▶ **Problem requirements**
Emit the entire listing verbatim.

-- BEGIN Data extract --

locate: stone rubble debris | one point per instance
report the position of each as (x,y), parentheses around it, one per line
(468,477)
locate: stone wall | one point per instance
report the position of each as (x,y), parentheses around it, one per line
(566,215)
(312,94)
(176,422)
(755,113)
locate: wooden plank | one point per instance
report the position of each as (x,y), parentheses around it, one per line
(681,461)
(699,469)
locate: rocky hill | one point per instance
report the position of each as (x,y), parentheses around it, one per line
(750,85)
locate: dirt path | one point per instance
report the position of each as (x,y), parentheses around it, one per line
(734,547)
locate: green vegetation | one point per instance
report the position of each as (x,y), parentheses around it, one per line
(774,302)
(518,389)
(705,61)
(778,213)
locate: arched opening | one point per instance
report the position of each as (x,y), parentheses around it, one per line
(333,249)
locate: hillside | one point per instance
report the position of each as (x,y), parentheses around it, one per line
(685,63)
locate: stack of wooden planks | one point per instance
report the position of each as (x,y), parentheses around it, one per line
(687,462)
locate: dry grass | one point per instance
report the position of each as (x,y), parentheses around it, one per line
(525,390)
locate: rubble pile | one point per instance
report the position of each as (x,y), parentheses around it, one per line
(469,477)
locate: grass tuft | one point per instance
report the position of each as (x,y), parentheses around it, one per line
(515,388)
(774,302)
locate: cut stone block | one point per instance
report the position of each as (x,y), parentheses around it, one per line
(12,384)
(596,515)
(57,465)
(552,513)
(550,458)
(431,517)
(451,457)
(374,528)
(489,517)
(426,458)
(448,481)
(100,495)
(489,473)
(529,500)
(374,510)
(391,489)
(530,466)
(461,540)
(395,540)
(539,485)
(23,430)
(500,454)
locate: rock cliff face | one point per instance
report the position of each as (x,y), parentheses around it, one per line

-- END Data extract --

▶ **Problem solution**
locate: stone rubble debris | one point per instance
report the position of each as (x,y), parentheses around it, one per line
(468,477)
locate: stone wall | one point per instance
report the position of each as (x,y), parentheses around it, one per line
(566,215)
(312,94)
(176,422)
(755,113)
locate: wooden plank | one point per instance
report the position of each as (x,y), parentheses around it, one per line
(681,461)
(699,469)
locate: rocky hill | one point per instance
report the position of each as (x,y), parentheses around it, one per line
(750,85)
locate: dirt path | one point per instance
report the position of each as (x,y), parentheses around it, one per line
(734,547)
locate: green vegetation | one point per instance
report the position of each as (x,y), parentheses around it, one per line
(774,302)
(518,389)
(705,61)
(778,213)
locate: arched opening | one point per instance
report the position of each as (x,y), parentheses around it, one per line
(333,249)
locate: hillside | one point per instance
report the position of each as (x,y), parentheses around it, one per line
(685,63)
locate: stack of wooden planks | one point per instance
report the position of each as (x,y), parentheses around it, one per line
(687,462)
locate: dry grass | one point per instance
report the position of each as (x,y), parentheses around it, one per line
(525,390)
locate: rubble pile | one point per instance
report the position of each as (x,y), parentheses around it, one per line
(469,477)
locate: grass tuft | one point per instance
report the position of each as (x,y), parentheses around it, one per line
(515,388)
(774,302)
locate: cut stone block | one point per instance
report the position of each as (x,y), parentheses around it, one per line
(12,384)
(596,515)
(57,465)
(552,513)
(550,458)
(431,517)
(451,457)
(374,528)
(489,517)
(426,458)
(448,481)
(100,495)
(489,473)
(529,500)
(374,510)
(391,489)
(530,466)
(461,540)
(395,540)
(539,485)
(23,430)
(500,454)
locate: rock cliff face | one point per instance
report the position of each as (x,y), parentheses around it, one per line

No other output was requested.